** Supplied records **
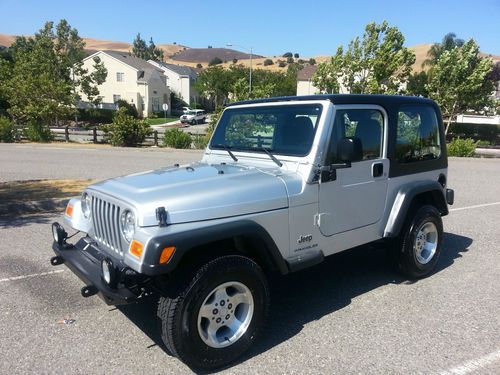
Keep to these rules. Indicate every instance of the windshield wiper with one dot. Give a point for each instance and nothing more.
(227, 148)
(273, 158)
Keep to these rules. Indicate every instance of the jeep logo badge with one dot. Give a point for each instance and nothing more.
(306, 238)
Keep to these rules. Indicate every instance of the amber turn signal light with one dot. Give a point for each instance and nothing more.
(136, 248)
(166, 254)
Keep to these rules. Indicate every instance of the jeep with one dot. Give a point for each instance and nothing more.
(283, 183)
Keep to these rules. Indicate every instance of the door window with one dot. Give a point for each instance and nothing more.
(417, 135)
(365, 124)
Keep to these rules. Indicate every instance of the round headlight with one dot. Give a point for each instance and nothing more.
(86, 203)
(127, 224)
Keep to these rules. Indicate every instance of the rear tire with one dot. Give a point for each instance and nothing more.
(217, 314)
(416, 251)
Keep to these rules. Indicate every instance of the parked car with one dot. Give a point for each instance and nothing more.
(283, 183)
(193, 117)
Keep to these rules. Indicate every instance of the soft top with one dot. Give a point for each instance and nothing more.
(383, 100)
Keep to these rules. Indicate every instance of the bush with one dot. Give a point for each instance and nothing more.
(215, 61)
(126, 130)
(37, 132)
(462, 147)
(176, 138)
(7, 130)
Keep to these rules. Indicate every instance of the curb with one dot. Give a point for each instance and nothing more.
(13, 209)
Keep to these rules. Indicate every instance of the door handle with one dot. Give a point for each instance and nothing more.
(377, 169)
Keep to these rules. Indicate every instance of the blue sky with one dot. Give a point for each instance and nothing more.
(270, 27)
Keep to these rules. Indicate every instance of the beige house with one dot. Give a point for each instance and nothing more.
(180, 79)
(131, 79)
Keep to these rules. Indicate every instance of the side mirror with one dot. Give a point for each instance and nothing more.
(350, 149)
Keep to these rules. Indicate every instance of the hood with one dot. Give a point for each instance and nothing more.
(198, 192)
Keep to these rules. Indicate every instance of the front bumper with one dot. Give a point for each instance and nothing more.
(84, 260)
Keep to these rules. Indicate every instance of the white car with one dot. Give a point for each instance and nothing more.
(193, 117)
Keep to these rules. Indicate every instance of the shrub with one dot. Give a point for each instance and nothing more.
(215, 61)
(462, 147)
(38, 132)
(130, 109)
(176, 138)
(7, 130)
(126, 130)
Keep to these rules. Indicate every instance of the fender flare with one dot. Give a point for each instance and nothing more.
(404, 199)
(185, 241)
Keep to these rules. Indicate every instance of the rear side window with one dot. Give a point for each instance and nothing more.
(418, 135)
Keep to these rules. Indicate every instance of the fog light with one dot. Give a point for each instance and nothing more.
(108, 271)
(59, 234)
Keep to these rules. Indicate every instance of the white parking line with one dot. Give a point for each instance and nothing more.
(474, 365)
(29, 276)
(475, 206)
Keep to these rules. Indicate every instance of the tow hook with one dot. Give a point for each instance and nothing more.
(89, 291)
(57, 260)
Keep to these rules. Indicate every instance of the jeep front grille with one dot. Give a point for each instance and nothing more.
(106, 220)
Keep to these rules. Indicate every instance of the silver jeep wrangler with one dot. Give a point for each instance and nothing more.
(283, 183)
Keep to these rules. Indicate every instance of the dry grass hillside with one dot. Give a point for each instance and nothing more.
(97, 44)
(182, 55)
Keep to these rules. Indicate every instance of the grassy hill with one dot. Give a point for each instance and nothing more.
(183, 55)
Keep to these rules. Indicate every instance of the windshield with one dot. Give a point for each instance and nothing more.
(285, 130)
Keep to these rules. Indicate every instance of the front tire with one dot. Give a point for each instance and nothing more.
(417, 249)
(217, 314)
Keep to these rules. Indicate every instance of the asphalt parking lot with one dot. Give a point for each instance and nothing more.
(350, 315)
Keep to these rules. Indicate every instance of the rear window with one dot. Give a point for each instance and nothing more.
(418, 136)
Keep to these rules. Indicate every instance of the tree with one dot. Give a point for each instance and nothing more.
(458, 82)
(215, 61)
(44, 76)
(416, 84)
(376, 63)
(449, 42)
(146, 52)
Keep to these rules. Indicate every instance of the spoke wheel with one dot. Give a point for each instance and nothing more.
(426, 242)
(225, 314)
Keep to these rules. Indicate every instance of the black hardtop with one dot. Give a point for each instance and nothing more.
(382, 100)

** Written task **
Reproduce all of the entries above word for word, leaving out the pictures.

** The reply **
Keep to these rules. Indicate every instance of the windshield wiper with one dot. Give a point for each instance and nothing more.
(227, 148)
(273, 158)
Keep to these rules. Indicate every instance of the jeep logo badge with one dot. Give a point for each instance and nothing more.
(306, 238)
Keep to these rules. Indicate every instance of the amber turn signal light with one dot. Give a point for each instance and nothing more.
(136, 248)
(166, 254)
Keep to these rules. Indicate every instance of the jeep with one dot. Give a point for each instance and nothing more.
(283, 183)
Keep to these rules. Indicate every instance of the door window with one dot. Give a point for each instance and nothing more.
(417, 135)
(365, 124)
Keep to these rules. Indicate every instance of the round headlight with one dot. Give a point for each instance and nothing more.
(86, 203)
(127, 224)
Keep to these rules. Indicate every instance of the rear tire with one dot. Give a point for each instance and nothing more.
(217, 314)
(416, 251)
Keep to these rules. Indicate every instance of the parked car with one dot. Give a point for each instance and nothing more.
(283, 183)
(193, 117)
Keep to these rules. Indicate every instance of the soft top with one dot. Give a point for each instance and nothing more.
(383, 100)
Keep to these rules. Indicate every instance of the bush with one dot. Give a point for each instance and nothing more.
(215, 61)
(126, 130)
(37, 132)
(462, 147)
(176, 138)
(7, 130)
Keep to these rules. Indicate every instance of the curb with one dot. Give a point for each instance and nothing more.
(13, 209)
Keep to these rules. Indicate every instance of the door handle with one dot. Give a point for each instance and nothing more.
(377, 169)
Keep to these rules. Indicate every instance of the blue sky with one dot. Give a point for each instance and nothing more.
(270, 27)
Keep to these rules. Indicate every instance of the beige house with one dot. Give a point for each instance and nothing more.
(180, 79)
(131, 79)
Keep to these rules. Indicate every instance of the side mirror with one dot. Give a point for each instance and nothing more.
(350, 149)
Keep to these rules. Indicate every instance of the hood with one dot. Give a point for each instance and nothing more.
(198, 192)
Keep to these rules. Indicate every instance of the front bumper with one dot. Give a point for each instance and nothing more.
(84, 260)
Keep to these rules. Indicate every instance of the white car with one dot. Give a point for each instance and nothing more.
(193, 117)
Keep to these rules. Indicate every instance of the shrub with one dot. Give a point for each instance and nothing more.
(215, 61)
(462, 147)
(38, 132)
(130, 109)
(176, 138)
(7, 130)
(126, 130)
Keep to these rules. Indicate every instance of the fender flare with one dot. Give a point for each instance and nothing more.
(404, 199)
(185, 241)
Keep to these rules. Indicate every instance of the rear side window with one dot. Give a point for each instance and nothing more.
(418, 135)
Keep to these rules. Indicate every instance of the fog light with one dot. Give a point for each instance and nothing more.
(108, 271)
(59, 234)
Keep to these rules. Indicate every instance of the white parking line with one dot. Give a point for each instance and nothing more.
(474, 365)
(29, 276)
(475, 206)
Keep to these rules. Indicate every instance of the tow hook with one dot. Give a point for each instance and nothing more.
(89, 291)
(57, 260)
Keep to these rules. Indicate every instance of the jeep front grille with one dot. Give a point for each instance and nothing more.
(106, 220)
Keep to these rules. Indicate every instance of the silver jeep wrangler with one dot. Give a point for each instance and nothing more.
(283, 183)
Keep to these rules. Indicate every instance of the dry grass hillside with one dot. Give a point for each instance and nothing more.
(97, 44)
(182, 55)
Keep to these rules. Indicate every instance of the grassy hill with one dot. Give a point for each instance and nothing more.
(183, 55)
Keep to these rules. Indicate every instance of the windshield with one dot. Give a point for each instance and nothing more.
(285, 130)
Keep to these rules. Indicate every instance of the front tire with one dot. Give a point for each instance and nothing more.
(417, 249)
(217, 314)
Keep to these rules. Indicate every instance of the asphalt parking lot with one dot. Give a point for each instance and nothing more.
(350, 315)
Keep to these rules. Indicate every instance of the rear window with one dot. Give a point for each instance and nothing more.
(418, 136)
Keep to these rules. Indicate every instance of the tree with one dot. Give a point for each instance and nothing more.
(458, 82)
(215, 61)
(44, 76)
(416, 84)
(376, 63)
(449, 42)
(146, 52)
Keep to these rules. Indicate every instance of the spoke wheel with one dot. Give a point for each instance and nothing more.
(426, 242)
(225, 314)
Keep to these rules. Indicate every instance of the black hardtop with one dot. Give a point for each instance and nothing more.
(382, 100)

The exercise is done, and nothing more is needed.